Your instructions -> Return each entry exactly, with none missing.

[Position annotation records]
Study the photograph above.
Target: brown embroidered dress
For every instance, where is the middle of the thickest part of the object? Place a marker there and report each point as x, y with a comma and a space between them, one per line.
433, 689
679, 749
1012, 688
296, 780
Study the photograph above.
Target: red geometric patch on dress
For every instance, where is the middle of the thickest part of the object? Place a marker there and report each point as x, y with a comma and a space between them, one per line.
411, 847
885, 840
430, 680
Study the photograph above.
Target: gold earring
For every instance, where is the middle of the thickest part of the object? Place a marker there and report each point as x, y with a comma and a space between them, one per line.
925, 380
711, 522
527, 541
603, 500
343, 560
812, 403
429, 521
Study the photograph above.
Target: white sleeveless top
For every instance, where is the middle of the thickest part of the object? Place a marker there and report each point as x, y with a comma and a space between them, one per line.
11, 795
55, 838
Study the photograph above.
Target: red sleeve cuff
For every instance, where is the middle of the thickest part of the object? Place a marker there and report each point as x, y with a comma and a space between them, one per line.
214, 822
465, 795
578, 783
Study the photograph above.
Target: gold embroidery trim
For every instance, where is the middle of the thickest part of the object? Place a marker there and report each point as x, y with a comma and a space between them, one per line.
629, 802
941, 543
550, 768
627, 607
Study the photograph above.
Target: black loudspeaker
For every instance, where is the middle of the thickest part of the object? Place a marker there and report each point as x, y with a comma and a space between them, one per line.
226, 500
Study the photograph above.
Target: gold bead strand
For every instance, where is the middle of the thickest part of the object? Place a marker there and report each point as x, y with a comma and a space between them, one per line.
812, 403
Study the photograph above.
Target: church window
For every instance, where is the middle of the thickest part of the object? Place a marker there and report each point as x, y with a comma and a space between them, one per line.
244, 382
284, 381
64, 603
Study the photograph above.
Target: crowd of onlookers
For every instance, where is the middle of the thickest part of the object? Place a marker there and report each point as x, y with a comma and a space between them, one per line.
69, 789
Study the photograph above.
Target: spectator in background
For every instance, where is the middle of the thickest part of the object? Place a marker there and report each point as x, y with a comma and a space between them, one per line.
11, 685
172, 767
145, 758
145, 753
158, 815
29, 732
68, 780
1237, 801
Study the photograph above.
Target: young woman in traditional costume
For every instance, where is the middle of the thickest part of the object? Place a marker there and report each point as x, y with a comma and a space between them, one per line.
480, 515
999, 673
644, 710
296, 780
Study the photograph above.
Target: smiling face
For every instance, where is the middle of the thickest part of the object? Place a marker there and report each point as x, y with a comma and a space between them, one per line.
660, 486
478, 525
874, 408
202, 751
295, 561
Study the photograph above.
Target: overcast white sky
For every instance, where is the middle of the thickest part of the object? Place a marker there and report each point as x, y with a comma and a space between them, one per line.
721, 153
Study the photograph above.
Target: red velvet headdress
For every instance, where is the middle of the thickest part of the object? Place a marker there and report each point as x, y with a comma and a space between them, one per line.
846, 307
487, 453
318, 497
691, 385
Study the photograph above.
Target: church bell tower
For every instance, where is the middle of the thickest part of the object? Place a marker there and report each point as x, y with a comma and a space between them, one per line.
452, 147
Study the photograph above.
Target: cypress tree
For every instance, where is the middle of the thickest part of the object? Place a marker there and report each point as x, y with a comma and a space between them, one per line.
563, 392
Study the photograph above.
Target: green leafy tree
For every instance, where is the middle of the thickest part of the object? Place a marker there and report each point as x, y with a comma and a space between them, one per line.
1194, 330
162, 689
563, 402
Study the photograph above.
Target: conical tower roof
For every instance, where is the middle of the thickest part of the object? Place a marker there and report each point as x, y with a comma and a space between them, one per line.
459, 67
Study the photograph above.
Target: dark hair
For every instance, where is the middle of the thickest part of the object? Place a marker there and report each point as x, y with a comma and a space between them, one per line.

Written answer ->
Study the photograph above.
Target: brown embroidered dress
For every instance, where is the middle of the thickest part of the object? Place a marker there and report each point as x, y with a comma and a space between them, one per line.
433, 689
679, 749
1012, 688
296, 780
Study the photograph above.
Target: red geometric patch on dress
For every instance, where is the middle of the thickest part of the object? Place a marker there and report each point as x, y with a comma and a space between them, one per line.
411, 847
885, 840
430, 680
Study the photograph above.
Target: gold earring
For every instance, where is the middle of the thickest part of the object? Place a marker there and report each point as x, y with a comma and a space between them, one per line.
925, 380
711, 522
527, 541
603, 500
343, 560
812, 403
429, 521
Study the photograph above.
Target: white sleeveless top
For every instance, where is the middle of the thickest part of the object? Place a marker there and report each point as x, y with a comma and a space between them, one per line.
11, 795
55, 838
Study the photograph above.
Target: red sleeve cuff
For every instance, where is the middle of the thickest part of the object? Place a marker there and report each point as x, y with a comma and a space between them, one per line.
214, 822
465, 795
578, 783
Study the photograph above.
Target: gold embroidery trim
For every instance, where is the middle of the thickest part of the object? Place a marker there and report each point as x, y with a comma and a space between them, one per line.
629, 802
941, 543
550, 768
627, 607
Study the photograph above.
Target: black loudspeaker
For every instance, where is the middle of the thickest part of the object? Place a marker there and report each point as x, y with a comma and a space between them, one per line.
226, 500
Study the photograph above.
Target: gold bead strand
For every instance, where is the middle of the thickest part of the object? Place a marker there and report each point as x, y with a comma and a space between them, one per line.
812, 403
Study the photograph above.
Target: church window
For every instance, where is the middle of the thickest part of the object? Place a marker there and report each point as x, y with a comma and a space between them, one per line.
244, 382
284, 381
64, 603
Study the photograph above.
Target: crowd of onlookers
For every instance, where is the middle of the thickest part of the object? Place a marker there and report each point as x, y with a comma and a space between them, one per line.
69, 789
Study the photograph above.
Target: spectator in background
For every instance, where is the middle of the thickest part of the object? Place a marker there and report each point as x, y with a comma and a space between them, one per line.
11, 685
172, 767
145, 758
145, 753
158, 815
29, 732
68, 780
1237, 801
Study the photograph above.
Target: young woman in traditional costume
For every instance, where is the middle of the thickest part of the object? Place a marker there and report each point as x, y with a comma and a space between them, one per line.
480, 515
999, 673
644, 710
296, 780
Study the photograph above.
Target: smiling face
For every instance, where is the middle of the thickest part of the object? Place a marker there and report each point as x, y with a comma and a space between them, one per line.
660, 486
478, 525
874, 408
202, 751
295, 561
Study the photograph above.
Target: overcast white sky
For every instance, where is the middle of the thickest part of the object? Place a marker there and report each point as x, y with a comma and a space between them, one per line.
721, 153
Study the photograph above.
Target: red velvet headdress
For every instance, where is the middle of the thickest part of the object? Place a marker there and report each point as x, y with a comma and a space between them, one per line.
846, 307
487, 453
318, 497
691, 385
Study the photograph above.
Target: church bell tower
For every instance, where is the middle of the thickest part of the object? Place a marker there and report each point as x, y with a comma and a space between them, one per line.
452, 147
Study the photograph above.
Target: cypress tree
For every instance, where is the middle of the thickest part of the object? Place a marker there and report each point as x, y with a comma and a space between them, one per line.
563, 392
Study the photograph above.
Target: green leafy tree
For every instance, where is the middle of the thickest part of the object? Place a marker there and report each point as x, y with a comma and a space between them, one per line.
1194, 330
162, 689
563, 402
Study the photograph above.
Target: conical tower roof
For every instance, where is the middle of the thickest part of the object? Place a marker there and report each point as x, y with a comma and a space between them, one per line.
459, 67
Study the photograph above.
Target: dark hair
For every instance, where is the middle of the thickest part of the object? Place a marker there and report each point as x, y with a comma and a space between them, one per line.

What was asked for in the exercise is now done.